Manga Interview de Tommy Ohtsuka, l'auteur de Hawkwood, par Doki-Doki
Tandis que le troisième volume de Hawkwood paraît aujourd'hui en librairie, son auteur Tommy Ohtsuka a été interviewé récemment par les éditions Doki-Doki qui viennent d'en proposer le compte-rendu.
Voici, ci-dessous, cet entretien qui permet d'en apprendre beaucoup plus sur la série, sur sa genèse, sur les choix et la démarche du mangaka, ou encore sur les difficultés qu'il a pu rencontrer en la concevant !
Tommy Ohtsuka est un auteur japonais confirmé, ayant signé de nombreux mangas dans des genres et styles variés. En France, il a ainsi signé la série d’heroic fantasy Slayers – Knights of the Aqua Lord (chez Ki-oon). Il a également mis en scène les super-héros de Marvel dans une série Marvel Mangaverse. Il est l’auteur de Hawkwood depuis 2010, série qu’il conclut en 2016 dans le 8e volume.
Doki-Doki : En France, John Hawkwood n’est que rarement mentionné dans les livres d’histoire. Pourquoi avoir centré votre récit sur ce mercenaire anglais ?

> Données affichées:
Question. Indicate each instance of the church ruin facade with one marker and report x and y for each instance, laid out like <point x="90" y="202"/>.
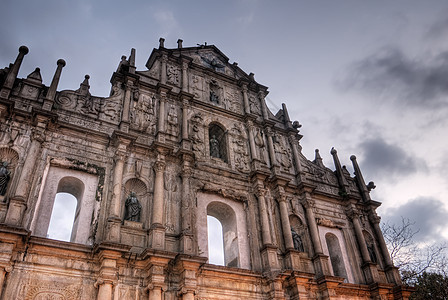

> Travail à faire:
A. Résumez sous forme de liste le paragraphe de l'article sur Tommy Ohtsuka qui commence par « Tommy Ohtsuka est un auteur japonais confirmé », en conservant ses faits principaux.
B. Prolongez s'il vous plaît l'article sur Tommy Ohtsuka à partir de sa dernière phrase.
Ces données forment un ensemble distinct de l'article sur Tommy Ohtsuka.

> Liste des réponses:
A.
- Auteur japonais confirmé, il a signé de nombreux mangas de genres et de styles variés.
- En France, il a signé la série d'heroic fantasy Slayers – Knights of the Aqua Lord (chez Ki-oon).
- Il a mis en scène les super-héros de Marvel dans une série Marvel Mangaverse.
- Il est l'auteur de Hawkwood depuis 2010, une série qu'il conclut en 2016 avec le 8e volume.

B.
Tommy Ohtsuka : En fait, je n'avais absolument pas prévu de faire de Hawkwood, le principal protagoniste du récit. Mon postulat de départ était surtout de traiter de la bataille de Crécy. De montrer qu'elle marquait un tournant et qu'avec elle commençait la fin des grandes batailles de chevaliers. Surtout que c'était également le début de la montée en puissance des mercenaires avec l'arrivée du système monétaire. L'opposition naissante entre chevaliers et mercenaires constitue pour moi l'ossature du récit. Ce n'est qu'ensuite que je me suis dit qu'un mercenaire marquant cette époque devait exister et que j'ai découvert Hawkwood. J'ai alors décidé d'en faire mon personnage principal.
Qu’est-ce qui vous a le plus marqué lorsque vous avez effectué des recherches sur ce personnage ? Quelle période de sa vie trouvez-vous la plus intéressante ?
À vrai dire, c'est surtout sa période italienne qui est connue. J'ignore si c'est vrai, mais il aurait dit : "Je ne crois pas en Dieu. Je ne crois qu'en moi-même." À cette époque, visiblement très marquée par la religion catholique, ce genre de déclaration pour le moins téméraire équivalait à se comparer aux pape ou autres seigneurs, ce qui montrait bien son courage et son extraordinaire confiance en lui.
Quelle part prend le souci d'authenticité historique dans votre récit ?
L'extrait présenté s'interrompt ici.